--- start of Given information ---

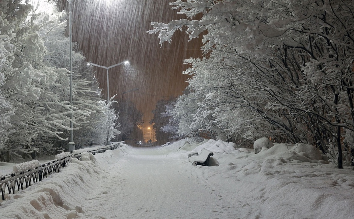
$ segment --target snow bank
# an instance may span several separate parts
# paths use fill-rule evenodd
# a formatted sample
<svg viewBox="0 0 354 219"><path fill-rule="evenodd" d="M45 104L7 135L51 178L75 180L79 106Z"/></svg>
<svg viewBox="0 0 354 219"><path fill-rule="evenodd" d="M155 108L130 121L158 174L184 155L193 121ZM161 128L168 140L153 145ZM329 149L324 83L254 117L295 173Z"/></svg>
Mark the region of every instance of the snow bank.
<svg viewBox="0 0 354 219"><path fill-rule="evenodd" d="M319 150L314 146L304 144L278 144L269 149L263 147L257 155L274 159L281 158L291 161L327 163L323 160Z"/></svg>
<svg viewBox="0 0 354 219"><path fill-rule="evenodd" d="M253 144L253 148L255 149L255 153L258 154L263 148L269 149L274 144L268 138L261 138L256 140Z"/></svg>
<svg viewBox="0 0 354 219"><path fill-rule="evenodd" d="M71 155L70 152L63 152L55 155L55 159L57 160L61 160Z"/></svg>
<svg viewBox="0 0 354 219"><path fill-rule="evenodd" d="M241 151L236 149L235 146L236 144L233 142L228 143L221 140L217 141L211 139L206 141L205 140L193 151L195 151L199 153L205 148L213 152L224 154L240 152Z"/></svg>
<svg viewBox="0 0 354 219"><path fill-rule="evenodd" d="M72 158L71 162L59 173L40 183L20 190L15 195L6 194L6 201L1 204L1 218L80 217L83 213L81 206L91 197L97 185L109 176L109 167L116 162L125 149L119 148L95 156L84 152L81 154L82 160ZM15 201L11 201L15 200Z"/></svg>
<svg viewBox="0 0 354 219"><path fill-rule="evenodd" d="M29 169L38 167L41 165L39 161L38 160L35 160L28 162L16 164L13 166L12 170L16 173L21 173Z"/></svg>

--- end of Given information ---

> Aim
Reproduce the listing above from its start through the line containing "Mark the region", both included, and leave the picture out of your answer.

> Result for this exercise
$ segment --target snow bank
# an instance may span several separate parts
# paths use fill-rule evenodd
# a formatted sample
<svg viewBox="0 0 354 219"><path fill-rule="evenodd" d="M45 104L7 135L51 178L75 180L79 106Z"/></svg>
<svg viewBox="0 0 354 219"><path fill-rule="evenodd" d="M155 108L130 121L158 174L184 155L193 121ZM161 128L168 140L153 145ZM329 149L324 83L254 117L295 173Z"/></svg>
Mark the region of every instance of the snow bank.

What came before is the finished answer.